WHAT YOU WILL DO:
Reproduce word for word the part of the stock conversion filing that begins at "Emerging growth company ☐" and stops after "the Exchange Act.".

QUOTED TEXT:
Emerging growth company ☐
If an emerging growth company, indicate by check mark if the registrant has elected not to use the extended transition period for complying with any new or revised financial accounting standards provided pursuant to Section 13(a) of the Exchange Act.
☐
Item 3.03 Material Modification to Rights of Security Holders.
As previously reported, on October 21, 2025, the number of outstanding shares of Class B Common Stock, par value $0.0001 per share (the “Class B Common Stock”), of Braze, Inc. (the “Company”) represented less than 10% of the aggregate number of shares of the then outstanding Class A Common Stock, par value $0.0001 per share (the “Class A Common Stock”), and Class B Common Stock of the Company. Accordingly, pursuant to the terms of the Company’s Eighth Amended and Restated Certificate of Incorporation (the “Certificate of Incorporation”) on January 30, 2026, each outstanding share of Class B Common Stock automatically converted (the “Conversion”) into one share of Class A Common Stock.

RECORDED INFORMATION:

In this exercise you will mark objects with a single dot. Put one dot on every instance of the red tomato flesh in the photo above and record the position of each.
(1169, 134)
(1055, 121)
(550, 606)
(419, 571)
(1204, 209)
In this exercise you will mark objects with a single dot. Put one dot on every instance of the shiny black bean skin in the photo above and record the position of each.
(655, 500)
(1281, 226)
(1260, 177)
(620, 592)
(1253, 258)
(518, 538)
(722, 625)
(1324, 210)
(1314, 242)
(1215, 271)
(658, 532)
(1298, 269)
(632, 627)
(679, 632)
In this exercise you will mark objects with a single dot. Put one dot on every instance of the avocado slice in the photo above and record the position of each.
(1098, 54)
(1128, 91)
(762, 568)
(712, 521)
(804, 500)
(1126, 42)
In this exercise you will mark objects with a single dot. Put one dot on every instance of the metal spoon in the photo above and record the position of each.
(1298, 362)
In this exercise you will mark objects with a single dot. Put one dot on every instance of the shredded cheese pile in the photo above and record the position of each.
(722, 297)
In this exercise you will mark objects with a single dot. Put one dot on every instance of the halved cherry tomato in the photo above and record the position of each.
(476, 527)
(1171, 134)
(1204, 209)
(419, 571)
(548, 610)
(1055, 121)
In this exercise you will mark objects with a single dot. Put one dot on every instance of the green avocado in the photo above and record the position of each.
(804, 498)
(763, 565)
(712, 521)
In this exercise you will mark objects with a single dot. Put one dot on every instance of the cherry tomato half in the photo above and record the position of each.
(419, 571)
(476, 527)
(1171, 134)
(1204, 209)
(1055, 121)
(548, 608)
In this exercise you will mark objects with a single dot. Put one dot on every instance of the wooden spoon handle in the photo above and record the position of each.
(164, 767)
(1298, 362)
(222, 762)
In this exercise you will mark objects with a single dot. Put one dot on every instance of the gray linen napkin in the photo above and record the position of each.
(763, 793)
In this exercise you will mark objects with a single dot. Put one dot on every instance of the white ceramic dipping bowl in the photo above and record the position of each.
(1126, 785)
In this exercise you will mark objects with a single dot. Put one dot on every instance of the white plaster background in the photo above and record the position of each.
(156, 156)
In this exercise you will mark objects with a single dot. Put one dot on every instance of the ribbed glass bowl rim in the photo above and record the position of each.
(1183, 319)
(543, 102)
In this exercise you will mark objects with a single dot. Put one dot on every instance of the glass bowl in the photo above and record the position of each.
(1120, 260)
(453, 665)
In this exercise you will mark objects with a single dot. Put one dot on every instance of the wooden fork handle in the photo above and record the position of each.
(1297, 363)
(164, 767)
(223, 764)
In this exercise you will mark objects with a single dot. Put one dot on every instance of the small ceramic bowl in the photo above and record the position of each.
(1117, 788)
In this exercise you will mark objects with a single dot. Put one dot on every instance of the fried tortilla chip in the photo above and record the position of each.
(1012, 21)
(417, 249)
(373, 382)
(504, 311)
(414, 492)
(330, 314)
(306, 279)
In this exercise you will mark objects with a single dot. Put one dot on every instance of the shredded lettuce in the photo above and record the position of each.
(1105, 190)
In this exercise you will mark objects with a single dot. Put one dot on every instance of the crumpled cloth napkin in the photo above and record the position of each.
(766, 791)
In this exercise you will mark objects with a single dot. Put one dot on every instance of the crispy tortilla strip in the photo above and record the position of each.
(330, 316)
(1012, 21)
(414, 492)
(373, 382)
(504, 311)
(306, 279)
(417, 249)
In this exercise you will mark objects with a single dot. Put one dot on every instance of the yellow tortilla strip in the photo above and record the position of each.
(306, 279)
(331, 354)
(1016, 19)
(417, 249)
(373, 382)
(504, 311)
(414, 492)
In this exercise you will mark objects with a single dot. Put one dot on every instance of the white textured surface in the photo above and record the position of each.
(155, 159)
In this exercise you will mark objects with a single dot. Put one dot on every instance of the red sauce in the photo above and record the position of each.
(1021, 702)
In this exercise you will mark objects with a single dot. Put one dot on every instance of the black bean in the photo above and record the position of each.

FINAL ANSWER:
Emerging growth company ☐
If an emerging growth company, indicate by check mark if the registrant has elected not to use the extended transition period for complying with any new or revised financial accounting standards provided pursuant to Section 13(a) of the Exchange Act.